The problem:
In the data that follows, count every line holding the string "body" and give the count alone.

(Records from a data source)
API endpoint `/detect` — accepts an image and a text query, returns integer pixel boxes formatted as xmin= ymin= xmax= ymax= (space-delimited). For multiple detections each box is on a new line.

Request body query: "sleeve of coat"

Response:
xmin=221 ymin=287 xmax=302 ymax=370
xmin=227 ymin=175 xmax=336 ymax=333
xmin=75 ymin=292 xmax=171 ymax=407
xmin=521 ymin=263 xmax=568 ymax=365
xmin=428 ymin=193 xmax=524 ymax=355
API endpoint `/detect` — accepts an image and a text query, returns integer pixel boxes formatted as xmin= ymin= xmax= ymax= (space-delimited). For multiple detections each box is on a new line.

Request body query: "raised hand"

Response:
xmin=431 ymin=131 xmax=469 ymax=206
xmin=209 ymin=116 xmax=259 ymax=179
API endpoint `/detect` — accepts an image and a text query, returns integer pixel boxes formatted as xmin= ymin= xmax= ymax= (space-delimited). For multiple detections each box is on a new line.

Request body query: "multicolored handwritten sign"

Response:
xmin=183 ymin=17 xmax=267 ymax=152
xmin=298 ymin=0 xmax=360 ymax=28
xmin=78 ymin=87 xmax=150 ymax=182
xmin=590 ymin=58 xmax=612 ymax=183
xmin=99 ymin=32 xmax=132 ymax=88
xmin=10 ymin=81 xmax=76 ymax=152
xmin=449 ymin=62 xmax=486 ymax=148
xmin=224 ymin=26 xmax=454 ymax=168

Reply to the exercise:
3